··· Text shown ···
Opinion
Case Nos. 96-0179-CR. 96-0180-CR
Opinion Released: August 13, 1996 Opinion Filed: August 13, 1996
APPEAL from an orders of the circuit court for Brown County: N. PATRICK CROOKS, Judge. Affirmed.
Before Cane, P.J., LaRocque and Myse, JJ.
Daniel Frasch appeals an order for $4,162 in restitution to a burglary victim months after the charge was dismissed and handled as a "read-in" at sentencing on other charges, and an order denying sentence modification. Frasch maintains that the court was precluded from making the order for failure to comply with statutory provisions relating to restitution and because the order constitutes double jeopardy. Frasch alternatively contends that the court should have considered the order for restitution a "new factor" for purposes of considering a sentence modification for the crimes for which he was imprisoned. This court rejects Frasch's arguments and affirms the orders.
Frasch was originally sentenced to prison upon his plea and conviction for several serious felonies. The State dismissed a count of party to the crime of burglary with the understanding it would be used as a read-in for sentencing on other charges. The court sentenced Frasch to several concurrent prison sentences, including a fifteen-year sentence for an armed burglary. At sentencing the court remarked:
The court is not going to require any restitution in this matter. I think that, frankly, that would be inappropriate given the length of the sentence on Count one. I'll leave it to the insurance company to pursue the issue of restitution, if desired, through the civil branches of the circuit court. But I'm satisfied that it is not appropriate given these circumstances to order restitution.
Under § 973.20(1), STATS., a court imposing sentence or ordering probation "for any crime" is required to order the defendant to make full or partial restitution to "any victim of the crime . . . unless the court finds substantial reason not to do so and states the reason on the record." The reference to "any victim" includes those who were the target of a crime to which the defendant admits as a part of the read-in procedure. State v. Szarkowitz , 157 Wis.2d 740, 754, 460 N.W.2d 819, 834 (Ct.App. 1990). Section 973.20(13)(c)2 specifies that the court may "[a]djourn the sentencing proceedings for up to 60 days pending resolution of the amount of restitution . . . ." This time period is directory and not mandatory. State v. Perry , 181 Wis.2d 43, 55, 510 N.W.2d 722, 726 (Ct.App. 1993). The conclusion that it is directory does not mean that the legislature did not intend that the court in all cases be required to vacate an untimely restitution order. Id. at 57, 510 N.W.2d at 727. Thus, in Perry , the fact that two people were charged with causing the victim's injury and that it would make judicial sense to hold a single restitution hearing permitted a delay beyond the sixty-day period. Id . at 56, 510 N.W.2d at 727. Similarly, in State v. Borst , 181 Wis.2d 118, 510 N.W.2d 739 (Ct.App. 1993), the fact that there had been no mention in either the plea agreement or the plea questionnaire allowed the court to consider restitution beyond the statutory time. Id. at 120, 510 N.W.2d a 740. Borst reasoned that because consideration of restitution is mandatory, the subsequent sentence is "`illegal' in the sense that it was incomplete without restitution or the explanation required by the statute . . . ." Id. at 122, 510 N.W.2d at 741.
··· Extracted entries ···
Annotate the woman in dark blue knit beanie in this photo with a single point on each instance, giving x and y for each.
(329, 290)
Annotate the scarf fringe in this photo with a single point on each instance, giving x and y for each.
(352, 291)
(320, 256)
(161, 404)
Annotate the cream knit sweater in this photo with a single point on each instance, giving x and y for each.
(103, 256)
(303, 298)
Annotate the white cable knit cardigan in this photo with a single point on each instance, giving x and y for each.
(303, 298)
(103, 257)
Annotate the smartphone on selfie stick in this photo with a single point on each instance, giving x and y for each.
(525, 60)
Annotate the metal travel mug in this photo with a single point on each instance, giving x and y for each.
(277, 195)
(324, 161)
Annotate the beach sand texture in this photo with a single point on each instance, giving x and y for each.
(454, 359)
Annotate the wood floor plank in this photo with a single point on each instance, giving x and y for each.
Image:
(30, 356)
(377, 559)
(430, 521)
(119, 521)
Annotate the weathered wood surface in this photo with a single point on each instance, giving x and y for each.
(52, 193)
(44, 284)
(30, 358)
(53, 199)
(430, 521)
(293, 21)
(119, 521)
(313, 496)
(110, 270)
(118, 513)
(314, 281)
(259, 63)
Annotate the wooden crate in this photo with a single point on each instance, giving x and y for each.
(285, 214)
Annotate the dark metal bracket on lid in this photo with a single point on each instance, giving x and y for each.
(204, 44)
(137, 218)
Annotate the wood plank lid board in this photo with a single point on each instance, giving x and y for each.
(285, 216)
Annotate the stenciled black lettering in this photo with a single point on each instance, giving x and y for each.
···
● **What is asked**
(1) In the court opinion, how much restitution was Frasch ordered to pay to the burglary victim?
(2) Retype the part of the court opinion starting with "Frasch was originally" and going on through "to order restitution.".
The listing is separate material with no connection to the court opinion.

● **Results of the tasks**
(1) $4,162

(2)
Frasch was originally sentenced to prison upon his plea and conviction for several serious felonies. The State dismissed a count of party to the crime of burglary with the understanding it would be used as a read-in for sentencing on other charges. The court sentenced Frasch to several concurrent prison sentences, including a fifteen-year sentence for an armed burglary. At sentencing the court remarked:
The court is not going to require any restitution in this matter. I think that, frankly, that would be inappropriate given the length of the sentence on Count one. I'll leave it to the insurance company to pursue the issue of restitution, if desired, through the civil branches of the circuit court. But I'm satisfied that it is not appropriate given these circumstances to order restitution.